» **TASK INSTRUCTIONS**
Reproduce every one of the records below word for word.

» **RECORDS**
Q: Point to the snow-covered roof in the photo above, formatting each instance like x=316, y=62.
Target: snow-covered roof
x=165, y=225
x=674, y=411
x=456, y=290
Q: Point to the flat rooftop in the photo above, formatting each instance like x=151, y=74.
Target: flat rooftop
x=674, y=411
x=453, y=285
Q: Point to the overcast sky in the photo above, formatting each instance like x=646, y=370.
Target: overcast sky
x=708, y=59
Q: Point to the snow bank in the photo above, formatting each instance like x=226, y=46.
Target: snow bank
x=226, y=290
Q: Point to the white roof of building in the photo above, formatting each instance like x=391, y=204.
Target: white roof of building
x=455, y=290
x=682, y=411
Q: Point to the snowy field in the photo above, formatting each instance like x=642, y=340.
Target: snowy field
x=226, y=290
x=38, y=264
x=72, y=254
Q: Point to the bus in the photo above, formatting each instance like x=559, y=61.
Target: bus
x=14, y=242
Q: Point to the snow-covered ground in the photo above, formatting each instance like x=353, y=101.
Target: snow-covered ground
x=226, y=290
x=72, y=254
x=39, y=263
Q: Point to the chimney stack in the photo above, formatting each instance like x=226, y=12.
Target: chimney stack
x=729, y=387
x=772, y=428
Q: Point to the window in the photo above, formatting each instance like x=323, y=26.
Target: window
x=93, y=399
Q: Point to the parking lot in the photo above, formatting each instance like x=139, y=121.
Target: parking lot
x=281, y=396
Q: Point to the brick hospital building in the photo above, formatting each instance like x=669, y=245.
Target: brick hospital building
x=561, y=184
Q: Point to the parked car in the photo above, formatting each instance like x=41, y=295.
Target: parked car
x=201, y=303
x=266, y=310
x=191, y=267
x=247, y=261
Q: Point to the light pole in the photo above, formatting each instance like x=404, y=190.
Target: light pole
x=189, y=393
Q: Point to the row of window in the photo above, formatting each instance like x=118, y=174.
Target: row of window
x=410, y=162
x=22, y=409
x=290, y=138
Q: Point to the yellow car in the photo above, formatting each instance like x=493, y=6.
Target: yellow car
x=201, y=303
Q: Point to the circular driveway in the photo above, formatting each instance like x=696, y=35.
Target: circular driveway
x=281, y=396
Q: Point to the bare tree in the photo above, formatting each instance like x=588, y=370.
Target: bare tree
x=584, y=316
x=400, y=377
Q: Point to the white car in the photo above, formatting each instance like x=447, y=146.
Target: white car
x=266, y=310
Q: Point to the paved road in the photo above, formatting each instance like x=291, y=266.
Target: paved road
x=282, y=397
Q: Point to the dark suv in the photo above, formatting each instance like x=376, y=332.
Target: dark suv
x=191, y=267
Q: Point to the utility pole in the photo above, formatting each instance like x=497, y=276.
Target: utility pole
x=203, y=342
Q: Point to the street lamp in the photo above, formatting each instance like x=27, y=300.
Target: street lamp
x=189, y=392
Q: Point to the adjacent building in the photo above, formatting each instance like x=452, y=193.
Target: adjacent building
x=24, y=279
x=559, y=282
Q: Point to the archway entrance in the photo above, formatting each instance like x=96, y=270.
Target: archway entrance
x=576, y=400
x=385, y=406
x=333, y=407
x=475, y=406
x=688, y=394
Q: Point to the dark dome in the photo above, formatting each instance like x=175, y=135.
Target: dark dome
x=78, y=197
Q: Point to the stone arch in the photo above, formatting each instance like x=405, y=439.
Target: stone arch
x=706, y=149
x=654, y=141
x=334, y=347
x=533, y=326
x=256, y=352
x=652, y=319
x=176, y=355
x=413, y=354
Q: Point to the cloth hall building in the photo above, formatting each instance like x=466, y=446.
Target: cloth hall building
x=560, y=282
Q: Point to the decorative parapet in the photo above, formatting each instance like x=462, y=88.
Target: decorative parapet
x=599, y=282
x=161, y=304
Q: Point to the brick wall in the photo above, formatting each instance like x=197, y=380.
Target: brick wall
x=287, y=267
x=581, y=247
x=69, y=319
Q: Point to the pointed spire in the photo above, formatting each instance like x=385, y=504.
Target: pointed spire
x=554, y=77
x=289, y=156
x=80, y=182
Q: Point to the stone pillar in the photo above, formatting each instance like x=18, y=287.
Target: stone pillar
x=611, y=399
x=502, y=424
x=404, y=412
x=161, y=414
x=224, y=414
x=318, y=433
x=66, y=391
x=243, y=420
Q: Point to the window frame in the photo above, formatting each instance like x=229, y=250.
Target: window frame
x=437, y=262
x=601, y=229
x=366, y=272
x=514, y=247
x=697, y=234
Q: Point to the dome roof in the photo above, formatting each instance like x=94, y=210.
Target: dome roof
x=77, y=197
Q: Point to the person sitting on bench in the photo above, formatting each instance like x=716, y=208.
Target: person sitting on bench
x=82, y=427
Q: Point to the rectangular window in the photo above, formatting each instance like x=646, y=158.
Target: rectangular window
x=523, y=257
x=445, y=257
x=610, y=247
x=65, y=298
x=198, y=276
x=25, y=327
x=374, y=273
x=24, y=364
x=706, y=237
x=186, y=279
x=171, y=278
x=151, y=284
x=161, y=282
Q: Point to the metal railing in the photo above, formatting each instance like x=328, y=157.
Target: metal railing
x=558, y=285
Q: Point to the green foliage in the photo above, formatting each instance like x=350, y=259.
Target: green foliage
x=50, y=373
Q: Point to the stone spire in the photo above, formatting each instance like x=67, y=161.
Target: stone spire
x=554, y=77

» **RESPONSE**
Q: Point to the snow-covered roof in the photo above, formatting each instance like x=316, y=62.
Target: snow-covered roof
x=165, y=225
x=674, y=411
x=456, y=290
Q: Point to the flat rooftop in the photo above, formatting each instance like x=151, y=74.
Target: flat rooftop
x=674, y=411
x=453, y=285
Q: Point to the overcast sky in the photo above, formatting each instance like x=646, y=370.
Target: overcast sky
x=708, y=59
Q: Point to the snow bank in the photo above, formatting each instance like x=226, y=46.
Target: snow bank
x=226, y=290
Q: Point to the white roof of building in the photo above, formatting each instance like x=391, y=204.
Target: white roof of building
x=455, y=290
x=682, y=411
Q: Point to the snowy field in the photo above, formatting each instance like x=642, y=340.
Target: snowy field
x=226, y=290
x=38, y=264
x=72, y=254
Q: Point to the bus in the photo above, formatting each instance like x=559, y=61.
Target: bus
x=14, y=242
Q: Point to the snow-covered ground in the photo above, formatting each instance like x=353, y=101.
Target: snow-covered ground
x=226, y=290
x=72, y=254
x=39, y=263
Q: Point to the chimney stack in the photo above, formatting each instance like x=226, y=12.
Target: chimney stack
x=729, y=387
x=772, y=428
Q: Point to the window in the photo above, formatting each instance like x=323, y=26.
Target: window
x=93, y=399
Q: Point to the parking lot in the photo above, formatting each instance like x=139, y=121.
Target: parking lot
x=281, y=396
Q: Point to the brick hospital building in the photo above, formatting each instance like x=669, y=245.
Target: brick hospital building
x=561, y=184
Q: Point to the parked car in the photo above, formatting each instance like x=41, y=295.
Target: parked car
x=201, y=303
x=266, y=310
x=191, y=267
x=247, y=261
Q: Point to the light pole in the photo above, formatting each instance like x=404, y=190.
Target: light pole
x=189, y=393
Q: Point to the row of window in the photo above, formatting each instance like x=118, y=174.
Target: row of window
x=410, y=162
x=22, y=409
x=290, y=138
Q: Point to the yellow car in the photo above, formatting each instance like x=493, y=6.
Target: yellow car
x=201, y=303
Q: Point to the circular driveway in the photo above, formatting each instance like x=696, y=35.
Target: circular driveway
x=281, y=396
Q: Point to the bare tree in the photo above, formatting each instance like x=588, y=370.
Target: bare tree
x=584, y=316
x=400, y=377
Q: Point to the white car in the photo above, formatting each instance like x=447, y=146.
Target: white car
x=266, y=310
Q: Point to the paved road in the photo above, formatting each instance like x=291, y=266.
Target: paved road
x=282, y=397
Q: Point to the dark suv in the photo above, formatting each instance like x=376, y=332.
Target: dark suv
x=191, y=267
Q: Point to the utility pole in the photo above, formatting each instance like x=497, y=276.
Target: utility pole
x=203, y=342
Q: Point to the street lamp in the photo above, formatting each instance like x=27, y=300.
Target: street lamp
x=189, y=392
Q: Point to the adjacent building in the photo above, formatting each instance like x=452, y=193.
Target: adjacent building
x=24, y=279
x=559, y=282
Q: Point to the archway entrance in the photo above, formatting each instance like x=96, y=270.
Target: archway entrance
x=576, y=400
x=385, y=406
x=333, y=407
x=475, y=406
x=688, y=394
Q: Point to the dark dome in the photo above, formatting each instance like x=175, y=135.
Target: dark dome
x=78, y=197
Q: Point to the stone arch in the photo above, formatting each instance like x=405, y=439.
Target: stone arch
x=706, y=149
x=654, y=141
x=334, y=347
x=533, y=326
x=256, y=352
x=652, y=319
x=176, y=355
x=413, y=354
Q: Point to the cloth hall building in the photo above, formatting each instance like x=466, y=446.
Target: cloth hall building
x=560, y=282
Q: Point to the decorative parapet in the photo above, formatting each instance like x=462, y=88.
Target: decorative parapet
x=599, y=282
x=161, y=304
Q: Point to the brick wall in the photo above, formatting each instance like x=197, y=380.
Target: brick wall
x=287, y=267
x=581, y=247
x=69, y=319
Q: Point to the pointed spire in the photo above, formatting each instance like x=385, y=504.
Target: pointed spire
x=554, y=77
x=289, y=156
x=80, y=182
Q: Point to the stone pillar in the photo above, formatting each instance like x=18, y=287.
Target: stone pillar
x=611, y=399
x=502, y=424
x=404, y=412
x=161, y=414
x=224, y=414
x=318, y=433
x=66, y=391
x=243, y=420
Q: Point to the window frame in the photo above, formatting each instance like x=229, y=250.
Target: window frame
x=437, y=262
x=601, y=229
x=366, y=272
x=514, y=247
x=697, y=234
Q: Point to the dome roof in the photo above, formatting each instance like x=94, y=210.
Target: dome roof
x=77, y=197
Q: Point to the person sitting on bench in the photo above, formatting each instance like x=716, y=208.
Target: person sitting on bench
x=82, y=427
Q: Point to the rectangular window in the photo above, formatting each instance like x=646, y=158.
Target: rectangular window
x=523, y=257
x=445, y=257
x=610, y=247
x=65, y=298
x=198, y=276
x=25, y=327
x=374, y=273
x=24, y=364
x=706, y=237
x=186, y=279
x=171, y=278
x=151, y=284
x=161, y=282
Q: Point to the metal railing in the photo above, formatting each instance like x=328, y=157.
Target: metal railing
x=558, y=285
Q: Point to the green foliage in the photo above, formatting each instance like x=350, y=259.
Target: green foliage
x=50, y=373
Q: Point to the stone spire in the photo above, formatting each instance like x=67, y=161.
Target: stone spire
x=554, y=77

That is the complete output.